--- start DATASET EXTRACT ---

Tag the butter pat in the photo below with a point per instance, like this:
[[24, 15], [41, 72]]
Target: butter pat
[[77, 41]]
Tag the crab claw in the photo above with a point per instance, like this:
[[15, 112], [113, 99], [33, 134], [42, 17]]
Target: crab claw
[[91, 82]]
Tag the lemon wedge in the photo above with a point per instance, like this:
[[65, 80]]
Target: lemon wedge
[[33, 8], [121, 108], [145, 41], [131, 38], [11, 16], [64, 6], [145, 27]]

--- end DATASET EXTRACT ---

▶ _GOAL OF THE EXERCISE_
Rewrite all the entries above with "Tag" switched to "Mark" everywhere it occurs, leaving everything else unchanged.

▶ _ANSWER BELOW_
Mark the butter pat in the photo below with a point per instance, like this:
[[24, 15], [41, 72]]
Target: butter pat
[[77, 41]]
Mark the crab claw in the photo above with a point per instance, like this:
[[15, 112], [113, 99], [33, 134], [42, 17]]
Target: crab claw
[[91, 82]]
Mark the lemon wedge in the photo above with a point per instance, like this:
[[65, 80]]
Target: lemon wedge
[[33, 8], [121, 108], [145, 41], [131, 38], [11, 16], [64, 6], [145, 27]]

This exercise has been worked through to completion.